— start Record set —

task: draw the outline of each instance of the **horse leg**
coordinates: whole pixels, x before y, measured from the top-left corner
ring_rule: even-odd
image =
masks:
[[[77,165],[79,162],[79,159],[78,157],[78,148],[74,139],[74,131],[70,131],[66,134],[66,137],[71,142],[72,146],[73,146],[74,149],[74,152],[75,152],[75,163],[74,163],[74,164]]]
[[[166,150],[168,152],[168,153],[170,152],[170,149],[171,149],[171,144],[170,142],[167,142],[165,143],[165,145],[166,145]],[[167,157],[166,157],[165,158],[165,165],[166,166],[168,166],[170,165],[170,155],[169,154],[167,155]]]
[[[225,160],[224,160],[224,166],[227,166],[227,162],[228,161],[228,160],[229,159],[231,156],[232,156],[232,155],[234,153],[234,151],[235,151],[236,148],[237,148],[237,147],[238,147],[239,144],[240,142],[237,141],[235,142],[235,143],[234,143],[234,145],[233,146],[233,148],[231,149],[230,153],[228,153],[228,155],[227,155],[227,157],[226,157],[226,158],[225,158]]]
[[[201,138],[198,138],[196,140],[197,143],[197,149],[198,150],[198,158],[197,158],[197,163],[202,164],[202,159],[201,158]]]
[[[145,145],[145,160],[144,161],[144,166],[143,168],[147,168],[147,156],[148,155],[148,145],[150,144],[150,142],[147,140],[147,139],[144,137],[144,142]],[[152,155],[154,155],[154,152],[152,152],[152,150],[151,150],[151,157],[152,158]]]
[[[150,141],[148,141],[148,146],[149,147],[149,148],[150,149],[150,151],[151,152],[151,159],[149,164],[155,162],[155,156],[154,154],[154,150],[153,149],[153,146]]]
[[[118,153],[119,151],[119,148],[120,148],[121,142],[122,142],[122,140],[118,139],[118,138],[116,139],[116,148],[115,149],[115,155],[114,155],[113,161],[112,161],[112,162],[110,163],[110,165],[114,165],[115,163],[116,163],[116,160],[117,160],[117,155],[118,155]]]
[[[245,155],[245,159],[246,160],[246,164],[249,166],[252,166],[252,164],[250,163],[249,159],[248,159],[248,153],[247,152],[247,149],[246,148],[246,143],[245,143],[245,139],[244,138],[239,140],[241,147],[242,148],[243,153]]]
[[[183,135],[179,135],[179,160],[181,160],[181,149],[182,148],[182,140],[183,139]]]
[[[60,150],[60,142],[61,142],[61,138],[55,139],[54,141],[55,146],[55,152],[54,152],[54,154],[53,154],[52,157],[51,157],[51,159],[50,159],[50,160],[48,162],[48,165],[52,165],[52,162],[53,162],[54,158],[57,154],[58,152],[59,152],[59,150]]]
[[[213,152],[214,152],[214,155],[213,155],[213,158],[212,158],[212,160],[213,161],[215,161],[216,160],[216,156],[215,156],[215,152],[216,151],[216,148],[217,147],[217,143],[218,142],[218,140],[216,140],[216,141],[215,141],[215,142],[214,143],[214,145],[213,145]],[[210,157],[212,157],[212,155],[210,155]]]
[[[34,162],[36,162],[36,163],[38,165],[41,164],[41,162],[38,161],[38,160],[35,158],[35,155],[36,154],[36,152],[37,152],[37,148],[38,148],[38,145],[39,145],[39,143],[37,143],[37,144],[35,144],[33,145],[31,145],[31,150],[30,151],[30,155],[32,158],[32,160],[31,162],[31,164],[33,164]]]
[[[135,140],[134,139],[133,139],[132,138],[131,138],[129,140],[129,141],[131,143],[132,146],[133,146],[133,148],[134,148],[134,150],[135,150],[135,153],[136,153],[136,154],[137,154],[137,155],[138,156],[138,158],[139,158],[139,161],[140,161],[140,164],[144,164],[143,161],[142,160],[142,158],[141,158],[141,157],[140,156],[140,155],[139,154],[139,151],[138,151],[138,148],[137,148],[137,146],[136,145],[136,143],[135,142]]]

— end Record set —

» To do:
Write out every line of the material again, exactly as it reads.

» Written solution:
task: draw the outline of each instance of the **horse leg**
coordinates: whole pixels, x before y, measured from the top-left corner
ring_rule: even-odd
image =
masks:
[[[77,165],[79,162],[79,159],[78,157],[78,148],[74,139],[74,131],[70,131],[66,134],[66,137],[71,142],[72,146],[73,146],[74,149],[74,152],[75,152],[75,163],[74,163],[74,164]]]
[[[166,150],[168,152],[168,153],[170,152],[170,149],[171,149],[171,144],[170,142],[167,142],[165,143],[165,145],[166,145]],[[167,157],[166,157],[165,158],[165,165],[166,166],[168,166],[170,165],[170,155],[169,154],[167,155]]]
[[[225,160],[224,160],[224,166],[227,166],[227,162],[228,161],[228,160],[229,159],[231,156],[232,156],[232,155],[234,153],[234,151],[235,151],[236,148],[237,148],[237,147],[238,147],[239,144],[240,142],[237,141],[235,142],[235,143],[234,143],[234,145],[233,146],[233,148],[231,149],[230,153],[228,153],[228,155],[227,155],[227,157],[226,157],[226,158],[225,158]]]
[[[201,138],[198,138],[196,140],[197,143],[197,149],[198,150],[198,158],[197,158],[197,163],[202,164],[202,159],[201,158]]]
[[[145,145],[145,160],[144,161],[144,166],[143,168],[147,168],[147,156],[148,155],[148,145],[150,144],[150,142],[147,140],[147,139],[144,137],[144,142]],[[152,155],[154,155],[154,152],[152,152],[152,150],[151,150],[151,157],[152,158]]]
[[[150,141],[148,141],[148,146],[149,147],[149,148],[150,149],[150,151],[151,152],[151,159],[149,164],[155,162],[155,156],[154,154],[154,150],[153,149],[153,146]]]
[[[118,153],[119,151],[119,148],[120,148],[121,142],[122,142],[122,140],[118,139],[118,138],[116,139],[116,148],[115,149],[115,155],[114,155],[113,161],[112,161],[112,162],[110,163],[110,165],[114,165],[115,163],[116,163],[116,160],[117,160],[117,155],[118,155]]]
[[[245,155],[245,159],[246,160],[246,164],[249,166],[252,166],[252,164],[250,163],[249,159],[248,159],[248,153],[247,152],[247,149],[246,148],[246,143],[245,143],[245,139],[244,138],[239,140],[241,147],[242,148],[243,153]]]
[[[183,135],[179,135],[179,160],[181,160],[181,149],[182,148],[182,140],[183,139]]]
[[[60,150],[60,142],[61,142],[61,138],[55,139],[54,141],[55,146],[55,152],[54,152],[54,154],[53,154],[52,157],[51,157],[51,159],[50,159],[50,160],[48,162],[48,165],[52,165],[52,162],[53,162],[54,158],[57,154],[58,152],[59,152],[59,150]]]
[[[213,152],[214,152],[214,155],[213,155],[213,158],[212,158],[212,160],[213,161],[215,161],[216,160],[216,156],[215,156],[215,152],[216,151],[216,148],[217,147],[217,143],[218,142],[218,140],[216,140],[216,141],[215,141],[215,142],[214,143],[214,145],[213,145]],[[210,157],[212,157],[212,155],[210,155]]]
[[[34,162],[36,162],[36,163],[38,165],[41,164],[41,162],[38,161],[38,160],[35,158],[35,155],[36,154],[36,152],[37,152],[37,148],[38,148],[38,145],[39,145],[39,143],[37,143],[37,144],[35,144],[33,145],[31,145],[31,150],[30,151],[30,155],[32,158],[32,160],[31,162],[31,164],[33,164]]]
[[[135,140],[134,139],[133,139],[132,138],[131,138],[129,140],[129,141],[131,143],[132,146],[133,146],[133,148],[134,148],[134,150],[135,150],[135,153],[136,153],[136,154],[137,154],[137,155],[138,156],[138,158],[139,158],[139,161],[140,161],[140,164],[144,164],[143,161],[142,160],[142,158],[141,158],[141,157],[140,156],[140,155],[139,154],[139,151],[138,151],[138,148],[137,148],[137,146],[136,145],[136,143],[135,142]]]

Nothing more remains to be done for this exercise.